EXERCISE DETAILS
Copy the following listing word for word.

[WORKING DATA]

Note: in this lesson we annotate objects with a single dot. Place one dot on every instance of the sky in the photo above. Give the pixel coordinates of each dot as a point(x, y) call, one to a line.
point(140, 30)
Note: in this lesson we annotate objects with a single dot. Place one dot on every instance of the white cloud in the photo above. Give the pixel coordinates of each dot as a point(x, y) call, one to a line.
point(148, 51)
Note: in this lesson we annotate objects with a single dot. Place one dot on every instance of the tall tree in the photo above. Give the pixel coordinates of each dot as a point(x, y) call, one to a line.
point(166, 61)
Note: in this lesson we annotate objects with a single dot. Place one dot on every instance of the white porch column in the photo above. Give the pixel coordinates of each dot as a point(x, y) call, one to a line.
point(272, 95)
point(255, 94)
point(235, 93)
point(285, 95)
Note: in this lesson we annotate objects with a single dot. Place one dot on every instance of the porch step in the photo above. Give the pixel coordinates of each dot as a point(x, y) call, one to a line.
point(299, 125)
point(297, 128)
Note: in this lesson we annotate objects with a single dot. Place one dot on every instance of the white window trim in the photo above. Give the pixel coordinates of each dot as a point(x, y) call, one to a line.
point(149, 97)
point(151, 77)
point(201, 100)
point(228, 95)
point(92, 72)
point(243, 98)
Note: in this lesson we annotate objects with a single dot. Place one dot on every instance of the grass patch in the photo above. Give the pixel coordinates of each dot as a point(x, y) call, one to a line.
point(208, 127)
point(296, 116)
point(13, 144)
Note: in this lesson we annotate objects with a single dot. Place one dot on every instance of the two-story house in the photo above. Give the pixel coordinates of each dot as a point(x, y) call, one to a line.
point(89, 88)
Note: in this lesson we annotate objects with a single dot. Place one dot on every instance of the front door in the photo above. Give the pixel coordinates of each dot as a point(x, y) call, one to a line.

[/WORKING DATA]

ANSWER BOX
Note: in this lesson we annotate objects with a single dot. Place one dot on every instance of the sky in the photo above. Give the pixel coordinates of each dot as a point(x, y) call, one to a line.
point(140, 30)
Note: in this lesson we annotate objects with a single dot. Place one dot on every instance of the white cloud in the photo above. Give the pixel coordinates of each dot as a point(x, y) call, one to a line.
point(148, 51)
Note: in this lesson we annotate objects with a single dot. Place one dot on every instance of the tall tree in the photo above. Give the pixel coordinates of each dot as a point(x, y) call, one to a line.
point(166, 61)
Note: in this lesson we annotate objects with a single dot. Place one dot on every instance of the white porch column in the photo above. Give the pixel coordinates of each dot as a point(x, y) call, one to a line.
point(272, 95)
point(255, 94)
point(235, 93)
point(285, 95)
Note: in this lesson we annotate objects with a single dot. Place one dot on every instance of the porch step in the photo above. Give the pixel coordinates of each dot as a point(x, y) call, one to a line.
point(299, 125)
point(297, 128)
Note: in this lesson we annotate objects with a single dot. Place one dot on every instance of the white window trim in the photo above. Give the pixel coordinates of each dot as a point(x, y) call, one to a line.
point(149, 97)
point(151, 77)
point(201, 100)
point(228, 95)
point(92, 72)
point(243, 98)
Note: in this lesson we annotate objects with a single dot. Place one dot on every instance of the grass patch in the photo above. Give the pixel coordinates of each dot as a point(x, y) call, one to a line.
point(208, 127)
point(296, 116)
point(13, 144)
Note: in this lesson we annotate objects with a single dot. Place one dot on every instance of the two-story house in the photo above. Give the pixel coordinates of each dot as a point(x, y) call, one to a line.
point(89, 88)
Note: in this lesson we annotate objects with a single dot. Place one dot on every instance of the front door in the photo above. Give the pixel coordinates of each dot as a point(x, y) call, one to a line.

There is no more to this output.